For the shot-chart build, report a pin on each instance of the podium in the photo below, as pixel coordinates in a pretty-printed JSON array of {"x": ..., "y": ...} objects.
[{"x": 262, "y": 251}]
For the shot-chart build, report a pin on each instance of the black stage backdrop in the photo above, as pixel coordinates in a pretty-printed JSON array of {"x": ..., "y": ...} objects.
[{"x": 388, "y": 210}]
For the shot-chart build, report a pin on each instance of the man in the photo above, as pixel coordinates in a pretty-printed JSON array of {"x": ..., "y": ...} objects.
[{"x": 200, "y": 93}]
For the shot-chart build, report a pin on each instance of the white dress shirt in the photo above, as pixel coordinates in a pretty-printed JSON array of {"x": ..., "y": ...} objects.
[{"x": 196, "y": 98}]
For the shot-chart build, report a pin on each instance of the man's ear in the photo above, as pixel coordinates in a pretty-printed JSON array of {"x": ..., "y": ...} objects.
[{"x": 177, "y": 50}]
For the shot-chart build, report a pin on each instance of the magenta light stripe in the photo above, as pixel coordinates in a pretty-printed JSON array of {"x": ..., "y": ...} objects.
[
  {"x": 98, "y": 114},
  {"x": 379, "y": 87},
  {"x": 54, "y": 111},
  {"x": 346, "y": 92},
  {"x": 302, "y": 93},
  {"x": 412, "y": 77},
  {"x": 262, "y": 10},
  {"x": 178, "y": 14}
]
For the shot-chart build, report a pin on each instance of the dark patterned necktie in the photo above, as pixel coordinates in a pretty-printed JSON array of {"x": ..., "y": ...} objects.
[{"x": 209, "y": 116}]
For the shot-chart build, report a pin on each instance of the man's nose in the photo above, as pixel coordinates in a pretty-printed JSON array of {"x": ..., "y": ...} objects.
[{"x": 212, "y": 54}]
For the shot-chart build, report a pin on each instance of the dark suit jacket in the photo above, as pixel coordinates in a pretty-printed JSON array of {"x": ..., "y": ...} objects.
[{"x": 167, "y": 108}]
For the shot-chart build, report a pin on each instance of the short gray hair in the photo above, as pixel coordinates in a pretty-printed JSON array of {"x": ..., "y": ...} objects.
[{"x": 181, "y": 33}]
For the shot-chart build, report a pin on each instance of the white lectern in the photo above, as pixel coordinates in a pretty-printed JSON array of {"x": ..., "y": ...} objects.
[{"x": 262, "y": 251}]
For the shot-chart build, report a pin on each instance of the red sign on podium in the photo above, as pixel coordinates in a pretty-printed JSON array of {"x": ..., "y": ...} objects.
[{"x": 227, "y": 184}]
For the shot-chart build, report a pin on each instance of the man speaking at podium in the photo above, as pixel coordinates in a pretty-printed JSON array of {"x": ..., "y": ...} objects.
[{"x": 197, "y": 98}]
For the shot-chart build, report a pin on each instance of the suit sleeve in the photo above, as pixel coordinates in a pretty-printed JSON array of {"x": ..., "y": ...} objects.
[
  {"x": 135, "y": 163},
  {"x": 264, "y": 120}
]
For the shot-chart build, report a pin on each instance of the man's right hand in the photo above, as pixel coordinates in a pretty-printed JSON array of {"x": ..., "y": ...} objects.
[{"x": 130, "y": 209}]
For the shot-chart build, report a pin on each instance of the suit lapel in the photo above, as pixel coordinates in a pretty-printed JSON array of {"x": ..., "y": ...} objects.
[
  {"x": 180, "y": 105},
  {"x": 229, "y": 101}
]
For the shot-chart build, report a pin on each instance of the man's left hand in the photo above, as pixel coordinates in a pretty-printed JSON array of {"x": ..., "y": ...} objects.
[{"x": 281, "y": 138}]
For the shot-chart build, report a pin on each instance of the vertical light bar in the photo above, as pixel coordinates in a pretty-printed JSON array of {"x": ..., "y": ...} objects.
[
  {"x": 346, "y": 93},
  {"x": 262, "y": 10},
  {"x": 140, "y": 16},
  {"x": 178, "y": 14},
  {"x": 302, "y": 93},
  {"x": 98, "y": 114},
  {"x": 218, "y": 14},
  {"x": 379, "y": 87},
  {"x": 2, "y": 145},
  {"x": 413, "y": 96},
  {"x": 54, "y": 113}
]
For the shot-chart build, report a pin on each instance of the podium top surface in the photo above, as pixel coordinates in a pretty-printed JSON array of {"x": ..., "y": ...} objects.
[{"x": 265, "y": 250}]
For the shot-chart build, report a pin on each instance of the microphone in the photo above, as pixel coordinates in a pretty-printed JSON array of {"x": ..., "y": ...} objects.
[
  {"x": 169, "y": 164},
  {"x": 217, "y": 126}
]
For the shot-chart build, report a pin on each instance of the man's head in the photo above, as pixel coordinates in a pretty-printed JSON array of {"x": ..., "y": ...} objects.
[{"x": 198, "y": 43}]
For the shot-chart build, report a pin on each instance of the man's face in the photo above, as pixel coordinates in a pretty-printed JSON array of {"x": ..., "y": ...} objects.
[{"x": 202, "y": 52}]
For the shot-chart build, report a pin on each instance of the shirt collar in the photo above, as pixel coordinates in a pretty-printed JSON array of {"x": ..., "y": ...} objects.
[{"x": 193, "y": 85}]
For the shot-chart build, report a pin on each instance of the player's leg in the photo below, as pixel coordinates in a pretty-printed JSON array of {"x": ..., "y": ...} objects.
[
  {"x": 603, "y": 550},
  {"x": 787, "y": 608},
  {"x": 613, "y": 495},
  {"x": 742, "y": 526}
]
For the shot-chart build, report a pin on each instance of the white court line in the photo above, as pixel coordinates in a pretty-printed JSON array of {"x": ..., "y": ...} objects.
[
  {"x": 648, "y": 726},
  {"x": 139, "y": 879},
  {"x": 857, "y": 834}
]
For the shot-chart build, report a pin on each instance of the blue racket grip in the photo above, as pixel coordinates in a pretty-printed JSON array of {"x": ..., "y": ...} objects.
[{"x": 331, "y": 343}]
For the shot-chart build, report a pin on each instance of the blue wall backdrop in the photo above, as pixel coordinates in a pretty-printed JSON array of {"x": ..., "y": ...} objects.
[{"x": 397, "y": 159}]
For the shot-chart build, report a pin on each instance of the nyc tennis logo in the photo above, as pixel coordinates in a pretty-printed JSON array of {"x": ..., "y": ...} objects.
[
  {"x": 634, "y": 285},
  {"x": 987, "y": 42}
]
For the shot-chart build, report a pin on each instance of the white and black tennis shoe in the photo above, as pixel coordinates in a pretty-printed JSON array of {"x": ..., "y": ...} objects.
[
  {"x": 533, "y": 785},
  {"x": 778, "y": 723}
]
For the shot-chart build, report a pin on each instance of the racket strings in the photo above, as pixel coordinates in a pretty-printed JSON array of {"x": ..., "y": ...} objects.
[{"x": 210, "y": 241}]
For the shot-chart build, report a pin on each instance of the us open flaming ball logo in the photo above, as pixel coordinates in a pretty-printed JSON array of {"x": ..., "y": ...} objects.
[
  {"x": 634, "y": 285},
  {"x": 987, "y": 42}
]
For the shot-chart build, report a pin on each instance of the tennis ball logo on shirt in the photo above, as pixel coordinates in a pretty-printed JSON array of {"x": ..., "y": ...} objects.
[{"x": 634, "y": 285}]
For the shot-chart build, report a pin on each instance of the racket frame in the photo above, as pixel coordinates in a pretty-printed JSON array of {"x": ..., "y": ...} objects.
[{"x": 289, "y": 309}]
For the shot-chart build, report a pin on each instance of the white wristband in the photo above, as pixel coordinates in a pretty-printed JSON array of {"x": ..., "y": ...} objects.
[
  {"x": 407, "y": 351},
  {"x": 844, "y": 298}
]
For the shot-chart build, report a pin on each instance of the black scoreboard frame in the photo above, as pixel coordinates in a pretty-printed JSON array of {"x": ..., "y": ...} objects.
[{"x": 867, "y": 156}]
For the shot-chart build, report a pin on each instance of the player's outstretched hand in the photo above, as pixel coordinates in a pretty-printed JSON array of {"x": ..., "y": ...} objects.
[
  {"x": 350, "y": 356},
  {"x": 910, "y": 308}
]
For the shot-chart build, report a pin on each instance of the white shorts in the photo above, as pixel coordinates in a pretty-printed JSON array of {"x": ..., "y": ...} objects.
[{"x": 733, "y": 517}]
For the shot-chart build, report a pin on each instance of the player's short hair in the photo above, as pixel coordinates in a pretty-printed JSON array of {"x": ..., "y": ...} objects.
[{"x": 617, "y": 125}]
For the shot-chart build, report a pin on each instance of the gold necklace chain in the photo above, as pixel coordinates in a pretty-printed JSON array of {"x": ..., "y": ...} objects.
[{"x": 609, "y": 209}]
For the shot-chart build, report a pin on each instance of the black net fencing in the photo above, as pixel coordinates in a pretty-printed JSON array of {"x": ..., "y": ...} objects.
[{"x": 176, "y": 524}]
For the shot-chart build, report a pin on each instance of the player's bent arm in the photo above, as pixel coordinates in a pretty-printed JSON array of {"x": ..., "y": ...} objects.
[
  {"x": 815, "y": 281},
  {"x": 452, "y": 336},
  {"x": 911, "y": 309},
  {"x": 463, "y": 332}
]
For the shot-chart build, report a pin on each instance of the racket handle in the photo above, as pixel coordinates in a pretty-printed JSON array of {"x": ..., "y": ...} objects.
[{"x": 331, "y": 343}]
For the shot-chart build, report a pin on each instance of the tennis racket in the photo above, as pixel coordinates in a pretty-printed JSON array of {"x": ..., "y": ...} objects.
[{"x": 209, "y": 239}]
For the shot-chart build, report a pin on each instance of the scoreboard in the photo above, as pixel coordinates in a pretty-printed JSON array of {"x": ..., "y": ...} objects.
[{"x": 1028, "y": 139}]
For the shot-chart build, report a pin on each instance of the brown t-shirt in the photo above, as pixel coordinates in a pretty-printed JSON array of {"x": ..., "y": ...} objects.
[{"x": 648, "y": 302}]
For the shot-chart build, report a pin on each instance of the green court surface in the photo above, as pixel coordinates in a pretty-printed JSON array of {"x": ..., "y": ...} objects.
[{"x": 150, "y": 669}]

Given problem: Write out, word for word, the line containing "the racket handle" and every line after it to the end of the data above.

Finished task:
For the shot-chart build, report a pin on each instance of the racket handle in the photo above, as pixel coordinates in a pretty-printed JSON array of {"x": ..., "y": ...} objects.
[{"x": 331, "y": 343}]
For the shot-chart build, report a pin on each instance of the tennis racket in the photo above, as pixel coordinates in a pretty-printed JSON array of {"x": ..., "y": ...} objects.
[{"x": 209, "y": 239}]
For the shot-chart build, report a pin on each instance of the scoreboard in the photo above, as pixel coordinates in a pretty-printed JSON array of {"x": ..., "y": ...} objects.
[{"x": 1028, "y": 139}]
For the shot-chart build, report a pin on each instance of the brown t-shirt in the photo above, as pixel coordinates in a pretty-printed JSON array of {"x": ..., "y": ...} objects.
[{"x": 648, "y": 302}]
For the shot-chart build, report a pin on each instance of the green court surface in the photo above, as pixel coordinates in a pretty-printed JSON array of {"x": ..., "y": ...} objects.
[{"x": 150, "y": 669}]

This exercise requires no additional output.